## Stated goal
In the records below, quote word for word the lines from the one containing "Isolate blue plastic" through the one containing "left=74, top=294, right=465, bottom=544", including both of those lines.

## Data entries
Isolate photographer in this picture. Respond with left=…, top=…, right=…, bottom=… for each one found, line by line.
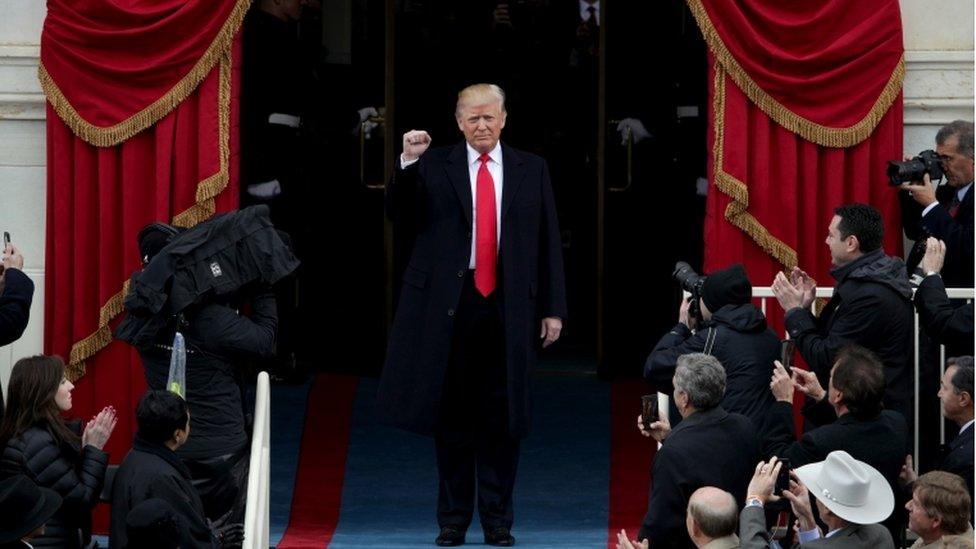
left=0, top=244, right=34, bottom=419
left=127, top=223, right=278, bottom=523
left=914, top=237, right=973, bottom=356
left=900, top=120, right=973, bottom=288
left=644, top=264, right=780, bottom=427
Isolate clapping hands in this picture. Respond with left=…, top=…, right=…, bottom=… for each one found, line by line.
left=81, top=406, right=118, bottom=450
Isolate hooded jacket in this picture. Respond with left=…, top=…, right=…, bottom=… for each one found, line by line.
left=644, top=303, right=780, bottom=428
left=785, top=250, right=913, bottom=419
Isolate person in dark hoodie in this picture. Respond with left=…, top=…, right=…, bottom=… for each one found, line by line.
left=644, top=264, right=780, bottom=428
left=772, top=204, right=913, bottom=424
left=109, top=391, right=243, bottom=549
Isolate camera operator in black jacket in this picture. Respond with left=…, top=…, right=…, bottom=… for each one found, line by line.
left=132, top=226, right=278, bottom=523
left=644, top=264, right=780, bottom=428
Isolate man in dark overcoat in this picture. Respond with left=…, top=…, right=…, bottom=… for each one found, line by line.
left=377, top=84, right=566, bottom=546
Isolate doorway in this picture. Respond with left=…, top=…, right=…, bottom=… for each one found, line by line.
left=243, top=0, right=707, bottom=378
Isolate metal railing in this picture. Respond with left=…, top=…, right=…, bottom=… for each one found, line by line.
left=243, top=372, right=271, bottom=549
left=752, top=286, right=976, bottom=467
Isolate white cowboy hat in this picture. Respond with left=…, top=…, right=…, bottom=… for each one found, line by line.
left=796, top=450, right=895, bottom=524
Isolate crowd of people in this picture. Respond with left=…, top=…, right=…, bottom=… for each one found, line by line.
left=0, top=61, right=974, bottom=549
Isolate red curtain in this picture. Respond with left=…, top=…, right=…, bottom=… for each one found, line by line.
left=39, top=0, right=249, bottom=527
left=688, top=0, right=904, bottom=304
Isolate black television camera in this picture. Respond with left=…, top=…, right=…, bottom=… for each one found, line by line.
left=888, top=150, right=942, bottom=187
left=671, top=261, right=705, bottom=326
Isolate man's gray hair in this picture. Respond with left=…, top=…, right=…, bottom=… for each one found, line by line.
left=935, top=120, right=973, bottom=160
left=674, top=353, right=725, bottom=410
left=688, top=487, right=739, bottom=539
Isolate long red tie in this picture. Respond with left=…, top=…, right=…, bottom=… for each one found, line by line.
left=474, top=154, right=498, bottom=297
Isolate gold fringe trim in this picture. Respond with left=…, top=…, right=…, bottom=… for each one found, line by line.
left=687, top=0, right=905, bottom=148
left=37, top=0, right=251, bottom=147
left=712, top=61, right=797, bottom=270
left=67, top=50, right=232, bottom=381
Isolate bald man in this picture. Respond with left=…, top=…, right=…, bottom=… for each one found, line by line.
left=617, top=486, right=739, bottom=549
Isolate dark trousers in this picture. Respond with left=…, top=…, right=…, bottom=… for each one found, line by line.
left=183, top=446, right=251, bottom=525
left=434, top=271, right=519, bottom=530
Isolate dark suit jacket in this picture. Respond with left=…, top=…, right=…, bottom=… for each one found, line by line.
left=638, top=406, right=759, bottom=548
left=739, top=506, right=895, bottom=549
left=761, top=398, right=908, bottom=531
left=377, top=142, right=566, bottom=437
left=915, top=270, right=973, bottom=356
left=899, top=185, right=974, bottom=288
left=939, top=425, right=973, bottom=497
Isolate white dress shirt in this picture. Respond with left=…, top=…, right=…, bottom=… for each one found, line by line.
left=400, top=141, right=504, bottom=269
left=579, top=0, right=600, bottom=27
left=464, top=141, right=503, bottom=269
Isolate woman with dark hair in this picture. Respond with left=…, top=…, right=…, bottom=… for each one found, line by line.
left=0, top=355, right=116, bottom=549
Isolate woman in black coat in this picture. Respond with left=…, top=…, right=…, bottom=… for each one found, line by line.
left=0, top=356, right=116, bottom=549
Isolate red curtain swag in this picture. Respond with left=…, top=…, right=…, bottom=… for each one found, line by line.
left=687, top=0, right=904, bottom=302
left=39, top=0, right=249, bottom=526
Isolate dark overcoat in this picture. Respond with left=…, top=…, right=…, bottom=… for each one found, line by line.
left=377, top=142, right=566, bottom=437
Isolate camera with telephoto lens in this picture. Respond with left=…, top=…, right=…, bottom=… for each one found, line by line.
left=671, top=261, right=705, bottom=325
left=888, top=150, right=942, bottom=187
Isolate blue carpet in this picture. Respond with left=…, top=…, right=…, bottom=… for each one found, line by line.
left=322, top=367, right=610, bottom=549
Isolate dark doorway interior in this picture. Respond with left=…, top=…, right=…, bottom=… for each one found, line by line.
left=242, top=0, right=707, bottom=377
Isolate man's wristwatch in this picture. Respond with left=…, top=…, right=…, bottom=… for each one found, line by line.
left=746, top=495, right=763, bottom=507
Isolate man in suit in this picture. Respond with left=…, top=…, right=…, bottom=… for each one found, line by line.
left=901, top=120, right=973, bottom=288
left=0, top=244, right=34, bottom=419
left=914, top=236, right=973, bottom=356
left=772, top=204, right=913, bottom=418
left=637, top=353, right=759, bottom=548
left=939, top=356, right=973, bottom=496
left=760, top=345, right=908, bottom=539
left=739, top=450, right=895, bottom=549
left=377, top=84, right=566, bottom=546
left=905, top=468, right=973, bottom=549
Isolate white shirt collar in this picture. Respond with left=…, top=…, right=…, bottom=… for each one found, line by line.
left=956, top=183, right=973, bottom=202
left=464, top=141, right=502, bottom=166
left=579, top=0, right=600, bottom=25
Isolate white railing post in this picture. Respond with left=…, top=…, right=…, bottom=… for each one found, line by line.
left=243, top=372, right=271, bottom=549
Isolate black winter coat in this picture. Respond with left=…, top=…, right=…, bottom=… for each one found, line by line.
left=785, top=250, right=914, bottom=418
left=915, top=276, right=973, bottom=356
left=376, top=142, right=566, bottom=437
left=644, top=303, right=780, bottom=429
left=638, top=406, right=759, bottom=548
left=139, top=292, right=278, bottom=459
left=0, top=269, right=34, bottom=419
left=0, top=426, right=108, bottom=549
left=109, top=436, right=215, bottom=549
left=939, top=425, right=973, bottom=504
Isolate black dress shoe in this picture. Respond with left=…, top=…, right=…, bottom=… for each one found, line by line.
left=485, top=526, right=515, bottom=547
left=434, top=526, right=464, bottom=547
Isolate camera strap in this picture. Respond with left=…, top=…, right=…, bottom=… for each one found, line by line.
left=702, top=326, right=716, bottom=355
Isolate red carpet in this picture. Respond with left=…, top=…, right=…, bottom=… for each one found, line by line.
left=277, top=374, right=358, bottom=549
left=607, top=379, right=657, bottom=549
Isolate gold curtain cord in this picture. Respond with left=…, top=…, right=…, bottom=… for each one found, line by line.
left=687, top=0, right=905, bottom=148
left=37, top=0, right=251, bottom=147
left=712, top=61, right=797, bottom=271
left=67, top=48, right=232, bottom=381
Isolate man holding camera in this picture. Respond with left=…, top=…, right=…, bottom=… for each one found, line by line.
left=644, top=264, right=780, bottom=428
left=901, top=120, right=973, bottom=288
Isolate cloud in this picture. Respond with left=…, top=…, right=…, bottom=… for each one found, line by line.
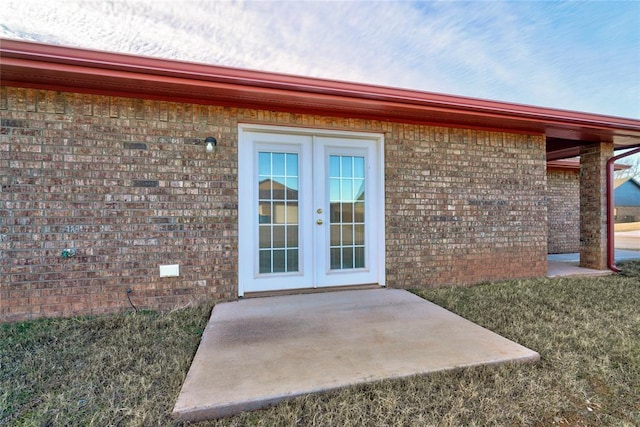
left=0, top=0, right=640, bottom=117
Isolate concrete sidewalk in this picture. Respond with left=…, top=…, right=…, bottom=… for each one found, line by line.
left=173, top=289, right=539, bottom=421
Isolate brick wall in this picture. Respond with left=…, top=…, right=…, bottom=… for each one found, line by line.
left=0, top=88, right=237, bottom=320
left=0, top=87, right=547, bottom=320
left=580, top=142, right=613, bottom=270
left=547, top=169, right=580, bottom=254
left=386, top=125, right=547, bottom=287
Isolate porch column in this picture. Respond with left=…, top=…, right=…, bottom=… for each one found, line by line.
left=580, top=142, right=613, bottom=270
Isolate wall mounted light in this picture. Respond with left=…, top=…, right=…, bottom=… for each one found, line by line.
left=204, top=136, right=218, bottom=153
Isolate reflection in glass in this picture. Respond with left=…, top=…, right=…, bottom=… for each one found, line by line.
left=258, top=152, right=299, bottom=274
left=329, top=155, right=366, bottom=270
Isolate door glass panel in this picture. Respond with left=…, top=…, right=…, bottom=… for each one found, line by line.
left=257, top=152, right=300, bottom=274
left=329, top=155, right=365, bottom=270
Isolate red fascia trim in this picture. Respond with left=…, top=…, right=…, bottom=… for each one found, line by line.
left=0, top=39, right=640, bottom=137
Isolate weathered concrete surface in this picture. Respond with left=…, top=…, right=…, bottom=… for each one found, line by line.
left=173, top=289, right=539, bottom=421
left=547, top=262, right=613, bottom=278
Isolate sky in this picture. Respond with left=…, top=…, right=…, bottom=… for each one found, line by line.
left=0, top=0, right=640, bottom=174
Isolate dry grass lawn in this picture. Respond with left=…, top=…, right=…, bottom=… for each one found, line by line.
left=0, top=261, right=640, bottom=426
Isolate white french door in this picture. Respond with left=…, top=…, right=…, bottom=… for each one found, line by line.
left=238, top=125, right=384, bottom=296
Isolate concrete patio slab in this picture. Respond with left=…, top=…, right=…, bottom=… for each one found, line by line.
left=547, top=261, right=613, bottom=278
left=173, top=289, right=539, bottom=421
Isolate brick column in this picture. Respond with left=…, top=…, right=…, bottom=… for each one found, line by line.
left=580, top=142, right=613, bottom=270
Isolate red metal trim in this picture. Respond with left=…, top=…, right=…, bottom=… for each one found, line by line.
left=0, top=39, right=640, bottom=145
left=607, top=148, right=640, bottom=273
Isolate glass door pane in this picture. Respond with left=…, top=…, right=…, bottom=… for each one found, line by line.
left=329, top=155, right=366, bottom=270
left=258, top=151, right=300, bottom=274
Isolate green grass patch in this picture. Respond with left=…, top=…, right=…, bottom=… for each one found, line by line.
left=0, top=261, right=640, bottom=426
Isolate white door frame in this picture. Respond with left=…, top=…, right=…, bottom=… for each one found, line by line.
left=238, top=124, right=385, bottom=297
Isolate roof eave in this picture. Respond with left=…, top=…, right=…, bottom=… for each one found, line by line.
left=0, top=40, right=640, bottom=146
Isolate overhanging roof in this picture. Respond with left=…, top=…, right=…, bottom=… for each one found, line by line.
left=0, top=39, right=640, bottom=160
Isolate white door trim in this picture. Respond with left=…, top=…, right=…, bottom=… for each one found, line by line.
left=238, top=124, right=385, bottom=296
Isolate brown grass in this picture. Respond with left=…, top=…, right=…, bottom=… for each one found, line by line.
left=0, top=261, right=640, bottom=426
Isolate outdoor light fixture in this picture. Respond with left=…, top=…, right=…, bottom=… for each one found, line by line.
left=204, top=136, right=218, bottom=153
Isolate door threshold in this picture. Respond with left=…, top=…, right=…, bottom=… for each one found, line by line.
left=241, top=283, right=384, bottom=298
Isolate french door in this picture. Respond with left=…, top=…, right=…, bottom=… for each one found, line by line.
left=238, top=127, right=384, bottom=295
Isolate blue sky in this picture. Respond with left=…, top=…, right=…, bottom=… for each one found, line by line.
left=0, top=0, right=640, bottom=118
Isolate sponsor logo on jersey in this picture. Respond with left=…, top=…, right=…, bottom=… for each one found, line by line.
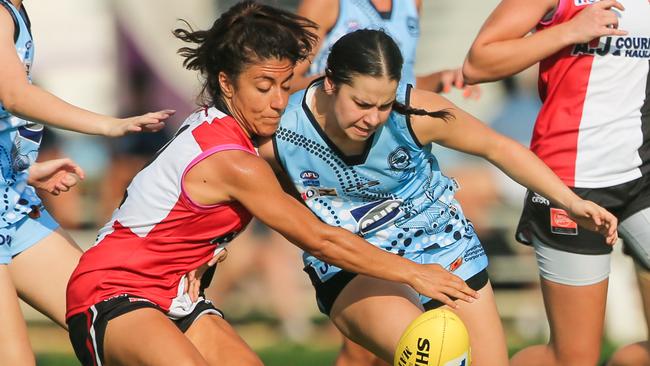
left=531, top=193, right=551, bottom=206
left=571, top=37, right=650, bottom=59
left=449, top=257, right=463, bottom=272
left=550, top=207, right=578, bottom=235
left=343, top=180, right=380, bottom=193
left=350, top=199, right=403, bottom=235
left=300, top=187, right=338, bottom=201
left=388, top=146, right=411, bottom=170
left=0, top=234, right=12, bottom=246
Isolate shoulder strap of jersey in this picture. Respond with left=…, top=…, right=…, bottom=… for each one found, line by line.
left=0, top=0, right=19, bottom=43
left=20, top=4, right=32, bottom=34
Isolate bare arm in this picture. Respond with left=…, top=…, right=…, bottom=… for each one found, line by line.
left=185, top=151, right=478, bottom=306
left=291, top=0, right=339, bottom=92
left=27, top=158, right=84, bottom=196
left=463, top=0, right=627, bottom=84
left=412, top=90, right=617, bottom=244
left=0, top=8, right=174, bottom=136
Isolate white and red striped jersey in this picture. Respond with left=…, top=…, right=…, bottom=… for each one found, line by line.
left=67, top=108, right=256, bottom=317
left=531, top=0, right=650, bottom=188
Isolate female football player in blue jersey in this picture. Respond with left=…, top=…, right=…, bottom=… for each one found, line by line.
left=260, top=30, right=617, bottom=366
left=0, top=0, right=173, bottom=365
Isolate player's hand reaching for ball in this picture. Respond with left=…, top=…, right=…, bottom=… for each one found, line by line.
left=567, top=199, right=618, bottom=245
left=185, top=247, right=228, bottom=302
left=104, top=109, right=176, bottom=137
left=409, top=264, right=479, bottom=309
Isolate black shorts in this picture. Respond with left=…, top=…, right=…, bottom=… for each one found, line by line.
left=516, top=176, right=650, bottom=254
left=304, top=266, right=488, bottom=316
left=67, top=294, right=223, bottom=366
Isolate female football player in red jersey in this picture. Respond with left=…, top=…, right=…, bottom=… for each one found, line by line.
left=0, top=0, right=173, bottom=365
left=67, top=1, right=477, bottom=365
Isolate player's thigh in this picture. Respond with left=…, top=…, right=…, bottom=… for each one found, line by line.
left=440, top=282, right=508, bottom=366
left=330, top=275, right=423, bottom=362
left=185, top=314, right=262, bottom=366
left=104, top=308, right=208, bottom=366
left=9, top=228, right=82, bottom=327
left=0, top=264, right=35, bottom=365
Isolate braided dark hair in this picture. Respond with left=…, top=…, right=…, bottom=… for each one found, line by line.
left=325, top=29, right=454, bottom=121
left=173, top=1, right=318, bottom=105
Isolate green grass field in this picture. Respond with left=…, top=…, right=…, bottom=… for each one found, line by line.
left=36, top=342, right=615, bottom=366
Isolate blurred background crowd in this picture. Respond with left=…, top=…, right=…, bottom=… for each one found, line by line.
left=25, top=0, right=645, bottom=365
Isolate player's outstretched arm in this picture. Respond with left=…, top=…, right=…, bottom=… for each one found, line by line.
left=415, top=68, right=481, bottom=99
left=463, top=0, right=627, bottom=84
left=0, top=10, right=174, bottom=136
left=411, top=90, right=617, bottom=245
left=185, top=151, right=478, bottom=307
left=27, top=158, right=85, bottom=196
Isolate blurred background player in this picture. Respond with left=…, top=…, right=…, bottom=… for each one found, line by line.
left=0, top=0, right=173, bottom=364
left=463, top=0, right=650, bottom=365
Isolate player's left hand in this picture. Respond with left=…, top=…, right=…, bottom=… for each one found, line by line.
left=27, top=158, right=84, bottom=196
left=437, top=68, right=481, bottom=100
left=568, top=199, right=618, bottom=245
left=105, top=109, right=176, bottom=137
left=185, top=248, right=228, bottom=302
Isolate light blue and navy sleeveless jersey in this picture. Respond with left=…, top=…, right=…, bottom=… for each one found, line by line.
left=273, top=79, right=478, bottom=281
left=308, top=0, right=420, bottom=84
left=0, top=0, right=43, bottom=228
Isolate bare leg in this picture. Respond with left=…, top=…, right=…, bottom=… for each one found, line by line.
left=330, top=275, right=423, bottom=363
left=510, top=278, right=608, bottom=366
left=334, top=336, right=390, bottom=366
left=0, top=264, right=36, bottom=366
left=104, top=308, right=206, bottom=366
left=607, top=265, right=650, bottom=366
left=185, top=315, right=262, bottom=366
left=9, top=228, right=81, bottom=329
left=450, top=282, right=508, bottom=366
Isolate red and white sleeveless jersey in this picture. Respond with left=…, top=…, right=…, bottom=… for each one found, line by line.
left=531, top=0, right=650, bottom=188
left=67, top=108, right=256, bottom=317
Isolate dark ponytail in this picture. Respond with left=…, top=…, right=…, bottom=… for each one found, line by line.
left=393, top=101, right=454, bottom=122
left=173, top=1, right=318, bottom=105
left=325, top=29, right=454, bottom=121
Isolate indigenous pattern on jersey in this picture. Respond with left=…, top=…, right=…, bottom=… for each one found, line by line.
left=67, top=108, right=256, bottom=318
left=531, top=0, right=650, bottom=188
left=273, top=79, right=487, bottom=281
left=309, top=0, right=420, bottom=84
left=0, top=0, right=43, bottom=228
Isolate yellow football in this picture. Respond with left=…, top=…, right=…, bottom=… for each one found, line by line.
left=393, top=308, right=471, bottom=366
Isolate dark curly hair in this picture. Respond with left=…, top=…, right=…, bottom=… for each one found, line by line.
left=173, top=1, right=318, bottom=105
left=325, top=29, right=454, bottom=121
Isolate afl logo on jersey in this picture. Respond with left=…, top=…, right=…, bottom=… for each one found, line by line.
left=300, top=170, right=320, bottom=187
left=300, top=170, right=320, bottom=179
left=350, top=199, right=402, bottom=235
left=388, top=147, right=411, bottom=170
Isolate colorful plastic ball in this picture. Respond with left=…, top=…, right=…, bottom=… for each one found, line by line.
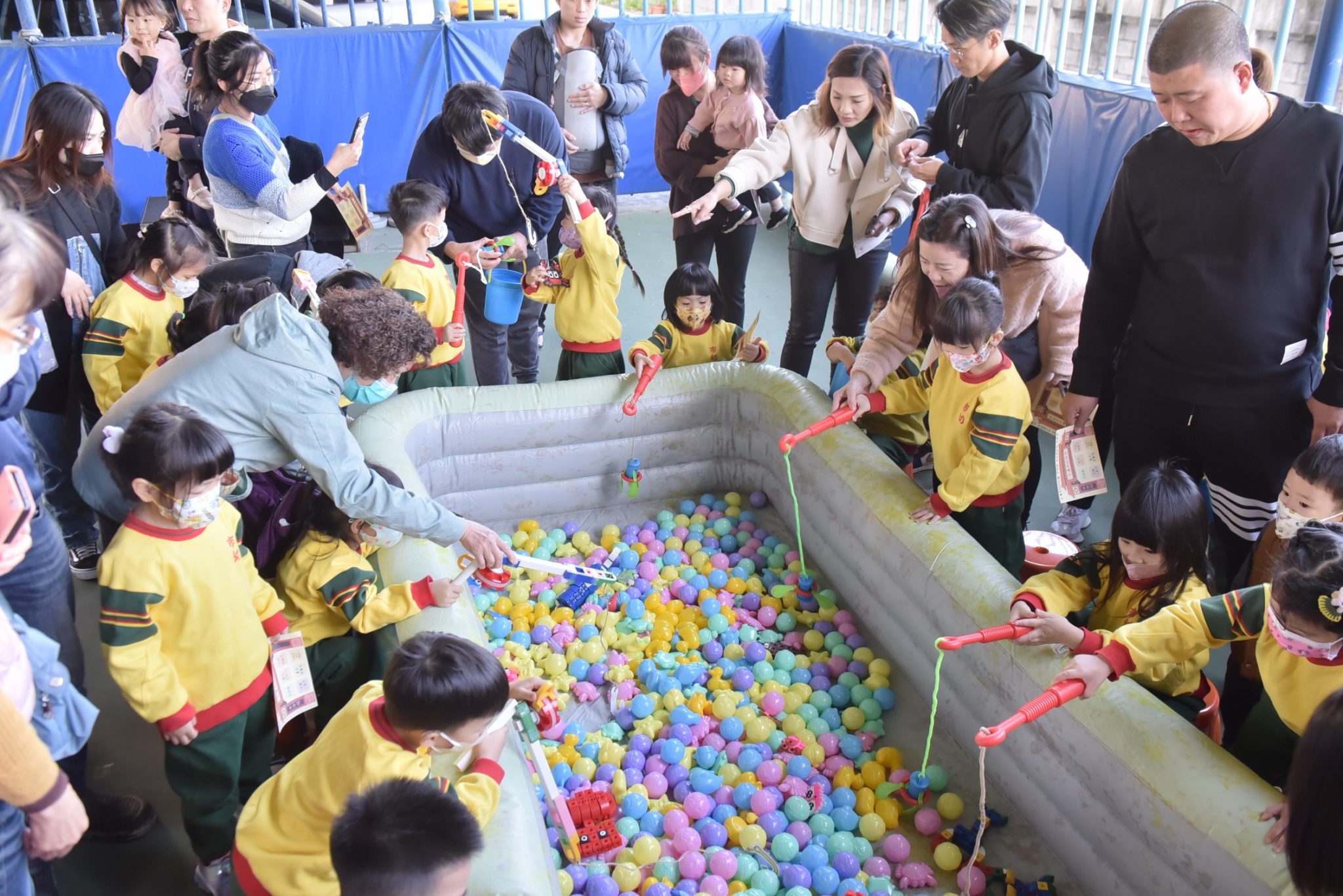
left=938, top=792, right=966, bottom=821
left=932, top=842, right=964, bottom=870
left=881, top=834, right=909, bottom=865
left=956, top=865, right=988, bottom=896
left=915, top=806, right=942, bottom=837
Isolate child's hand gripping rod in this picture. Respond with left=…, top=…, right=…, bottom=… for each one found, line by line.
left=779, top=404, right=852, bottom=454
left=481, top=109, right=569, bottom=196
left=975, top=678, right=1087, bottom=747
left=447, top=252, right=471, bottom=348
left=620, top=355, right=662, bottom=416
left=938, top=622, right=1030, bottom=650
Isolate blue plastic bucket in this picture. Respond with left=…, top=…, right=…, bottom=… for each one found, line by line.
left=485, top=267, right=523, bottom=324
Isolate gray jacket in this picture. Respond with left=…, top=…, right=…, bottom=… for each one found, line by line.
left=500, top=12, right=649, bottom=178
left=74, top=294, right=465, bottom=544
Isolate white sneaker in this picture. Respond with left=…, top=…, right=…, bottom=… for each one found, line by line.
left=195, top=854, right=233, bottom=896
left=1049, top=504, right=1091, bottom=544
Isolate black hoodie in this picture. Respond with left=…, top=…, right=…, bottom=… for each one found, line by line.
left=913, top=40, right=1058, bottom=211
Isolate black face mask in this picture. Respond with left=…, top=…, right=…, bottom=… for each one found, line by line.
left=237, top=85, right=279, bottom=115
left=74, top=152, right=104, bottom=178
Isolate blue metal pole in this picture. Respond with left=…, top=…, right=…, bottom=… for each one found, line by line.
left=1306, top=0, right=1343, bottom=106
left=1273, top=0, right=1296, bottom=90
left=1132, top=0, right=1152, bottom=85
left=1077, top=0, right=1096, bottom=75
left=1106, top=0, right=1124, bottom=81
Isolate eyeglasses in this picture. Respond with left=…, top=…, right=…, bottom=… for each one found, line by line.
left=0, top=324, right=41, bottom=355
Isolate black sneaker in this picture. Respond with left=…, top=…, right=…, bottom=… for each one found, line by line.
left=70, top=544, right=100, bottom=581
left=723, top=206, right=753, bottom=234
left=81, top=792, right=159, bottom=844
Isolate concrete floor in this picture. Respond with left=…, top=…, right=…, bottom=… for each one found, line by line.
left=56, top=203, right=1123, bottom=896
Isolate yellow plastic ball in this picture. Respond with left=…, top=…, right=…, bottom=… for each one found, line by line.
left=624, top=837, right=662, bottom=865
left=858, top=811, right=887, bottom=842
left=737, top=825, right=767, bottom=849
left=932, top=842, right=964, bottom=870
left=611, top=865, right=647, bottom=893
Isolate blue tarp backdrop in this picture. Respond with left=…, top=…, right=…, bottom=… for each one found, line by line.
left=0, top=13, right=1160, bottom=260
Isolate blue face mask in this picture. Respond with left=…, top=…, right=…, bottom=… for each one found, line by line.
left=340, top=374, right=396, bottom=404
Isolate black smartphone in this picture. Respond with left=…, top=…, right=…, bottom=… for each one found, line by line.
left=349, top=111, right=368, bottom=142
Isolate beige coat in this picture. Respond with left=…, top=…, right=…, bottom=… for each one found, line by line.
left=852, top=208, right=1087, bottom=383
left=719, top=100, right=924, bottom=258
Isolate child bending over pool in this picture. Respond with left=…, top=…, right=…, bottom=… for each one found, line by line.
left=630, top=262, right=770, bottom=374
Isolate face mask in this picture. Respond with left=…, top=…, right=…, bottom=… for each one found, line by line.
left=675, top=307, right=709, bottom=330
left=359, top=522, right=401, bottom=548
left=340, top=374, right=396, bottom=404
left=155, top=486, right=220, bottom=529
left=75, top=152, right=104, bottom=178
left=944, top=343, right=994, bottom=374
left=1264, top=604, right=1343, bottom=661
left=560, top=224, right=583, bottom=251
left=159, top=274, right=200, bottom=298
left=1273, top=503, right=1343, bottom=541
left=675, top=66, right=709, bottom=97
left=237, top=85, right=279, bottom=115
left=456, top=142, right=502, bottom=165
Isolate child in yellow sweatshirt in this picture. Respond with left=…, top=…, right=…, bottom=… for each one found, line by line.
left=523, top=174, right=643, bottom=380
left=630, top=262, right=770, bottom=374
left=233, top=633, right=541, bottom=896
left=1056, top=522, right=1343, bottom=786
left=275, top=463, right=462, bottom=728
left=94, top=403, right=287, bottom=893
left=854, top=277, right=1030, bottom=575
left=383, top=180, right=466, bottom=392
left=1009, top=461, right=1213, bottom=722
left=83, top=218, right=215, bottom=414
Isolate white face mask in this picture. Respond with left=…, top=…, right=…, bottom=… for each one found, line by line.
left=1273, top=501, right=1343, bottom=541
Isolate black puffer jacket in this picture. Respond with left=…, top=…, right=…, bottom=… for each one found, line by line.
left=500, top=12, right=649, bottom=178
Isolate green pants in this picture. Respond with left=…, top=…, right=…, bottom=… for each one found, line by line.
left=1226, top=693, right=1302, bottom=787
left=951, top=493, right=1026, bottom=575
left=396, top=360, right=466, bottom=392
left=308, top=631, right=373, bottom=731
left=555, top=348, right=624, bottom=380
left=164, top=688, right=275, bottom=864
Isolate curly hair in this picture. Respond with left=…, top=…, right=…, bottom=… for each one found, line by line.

## Result of this task
Isolate blue plastic bucket in this picture. Respond with left=…, top=…, right=…, bottom=… for each one found, line by line.
left=485, top=267, right=523, bottom=324
Isolate gray jacket in this picture. Respond with left=…, top=…, right=…, bottom=… for each one found, line by line.
left=500, top=12, right=649, bottom=178
left=74, top=294, right=465, bottom=544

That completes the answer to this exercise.